* Assignment
Each record below is to be reproduced without any change.
= = = = =
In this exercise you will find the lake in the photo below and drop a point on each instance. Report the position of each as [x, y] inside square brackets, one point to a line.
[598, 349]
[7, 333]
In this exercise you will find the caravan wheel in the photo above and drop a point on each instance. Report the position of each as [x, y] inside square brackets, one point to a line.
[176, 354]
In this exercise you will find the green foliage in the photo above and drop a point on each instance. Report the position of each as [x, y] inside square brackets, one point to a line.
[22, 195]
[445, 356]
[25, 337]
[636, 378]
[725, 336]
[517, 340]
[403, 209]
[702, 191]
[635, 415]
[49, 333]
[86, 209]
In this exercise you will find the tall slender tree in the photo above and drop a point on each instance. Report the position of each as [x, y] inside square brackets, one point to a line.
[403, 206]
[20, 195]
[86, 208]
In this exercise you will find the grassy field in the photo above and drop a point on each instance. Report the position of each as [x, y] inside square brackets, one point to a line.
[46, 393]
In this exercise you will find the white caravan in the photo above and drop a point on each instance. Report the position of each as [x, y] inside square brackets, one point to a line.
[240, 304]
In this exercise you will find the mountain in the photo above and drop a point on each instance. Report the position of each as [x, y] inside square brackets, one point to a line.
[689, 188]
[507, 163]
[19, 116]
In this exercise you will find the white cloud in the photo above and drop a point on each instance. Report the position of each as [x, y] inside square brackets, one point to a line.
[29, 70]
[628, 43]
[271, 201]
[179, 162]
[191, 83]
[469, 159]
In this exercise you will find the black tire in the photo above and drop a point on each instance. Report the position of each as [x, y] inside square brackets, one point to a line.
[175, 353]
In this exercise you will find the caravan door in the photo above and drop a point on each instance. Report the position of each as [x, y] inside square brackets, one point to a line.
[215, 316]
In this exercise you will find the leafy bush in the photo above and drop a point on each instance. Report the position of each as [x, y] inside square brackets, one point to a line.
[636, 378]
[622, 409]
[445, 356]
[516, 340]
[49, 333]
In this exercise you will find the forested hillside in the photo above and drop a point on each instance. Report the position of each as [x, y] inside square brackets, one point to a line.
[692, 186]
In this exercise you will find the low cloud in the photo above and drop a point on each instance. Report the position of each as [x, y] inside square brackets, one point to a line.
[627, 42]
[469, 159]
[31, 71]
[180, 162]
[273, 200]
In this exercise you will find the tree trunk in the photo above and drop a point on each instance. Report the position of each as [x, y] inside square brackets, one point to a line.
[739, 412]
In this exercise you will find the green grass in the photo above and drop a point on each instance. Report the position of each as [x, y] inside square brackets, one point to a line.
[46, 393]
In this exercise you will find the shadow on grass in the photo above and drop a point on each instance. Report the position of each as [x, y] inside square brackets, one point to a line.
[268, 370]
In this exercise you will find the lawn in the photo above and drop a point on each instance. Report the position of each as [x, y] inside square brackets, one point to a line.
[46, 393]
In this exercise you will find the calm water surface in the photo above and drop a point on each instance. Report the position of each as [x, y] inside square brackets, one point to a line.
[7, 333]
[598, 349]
= = = = =
* Answer section
In this exercise you will find the lake in the photo below and drop a point on each instance. Report the position of each as [x, y] inside square brackets, one point to a line.
[598, 349]
[7, 333]
In this exercise you will find the caravan wheel in the photo above and drop a point on each instance. Report the position of each as [x, y] inside square brackets, one point to a line.
[176, 354]
In this exercise you will find the green foliage in the photo above and drop a point on each instance. Report the position of each as [x, y] inside square brackets, one point to a line.
[22, 195]
[445, 356]
[25, 337]
[636, 378]
[725, 336]
[517, 340]
[403, 209]
[702, 191]
[635, 415]
[49, 333]
[86, 209]
In this exercise you will find the tall slender tree in the photo above and drop a point on each instance. Report the position of each as [x, y] inside square brackets, one point to a line.
[403, 206]
[20, 195]
[86, 208]
In this exercise you will find the grassy field in the photo above and drop a point on each instance. Report the position of each as [x, y] inside square brackets, one point to a line.
[46, 393]
In this exercise you will find the white caravan in the photo above and drop a point on each instance. Report the position of each as [x, y] inside square brackets, one point to a line.
[240, 304]
In this exercise you will find the mountain in the photo above and drop a point on each instance. Report the position of each as [x, y] inside square brackets, one point to a line.
[689, 188]
[507, 163]
[19, 116]
In this exercise you will find the white cloud in the photo above and drop a point on each instance. Report the position of each as [x, y] inside square brackets, one point to a line.
[29, 70]
[628, 43]
[271, 201]
[179, 162]
[191, 83]
[469, 159]
In this exercise you will find the black tire in the photo above and drop a point on each instance. Report the position of each as [x, y] inside square brackets, one point to a line.
[175, 353]
In this exercise you will find the caravan door in the photo above and drop a point on each instance. Report the position of each as [x, y] inside square brackets, one point to a line.
[215, 316]
In this exercise you will find the leafy bush in the photo above and drop a point on each instance. Report the position of each as [x, y] inside square brackets, one point to a line.
[636, 378]
[622, 409]
[445, 356]
[516, 340]
[49, 333]
In this exercise you will find the forested hillside in the photo above and drop a point on each instance. Report the position of each as [x, y] inside square brackets, one point to a line.
[692, 186]
In this exercise you will find the low cloud in the photo above and drop a point on each instance. Report the position of each as [x, y] inside square brackets, one point to a line.
[627, 42]
[469, 159]
[31, 71]
[180, 162]
[273, 200]
In this exercise you will find the tree trunk in the photo above and drop a point on each instance. Report the position of each as [x, y] inside square brackets, one point to a line.
[739, 412]
In this exercise you will find the green grass in the photo above and drop a point on each instance. Report the position of each as [x, y] inside square brackets, one point to a line.
[46, 393]
In this exercise you will find the shadow on grass in the photo above and drop a point on each instance. Report the position of each as [x, y] inside square brackets, one point to a line.
[268, 370]
In this exercise you will find the lawn in the photo above and drop a point on each instance. Report the position of each as [x, y] inside square brackets, one point to a line.
[46, 393]
In this exercise you will find the calm water surface in the photo above and drop a point on each instance. Report the position of each as [x, y] inside square brackets, one point to a line.
[7, 333]
[598, 349]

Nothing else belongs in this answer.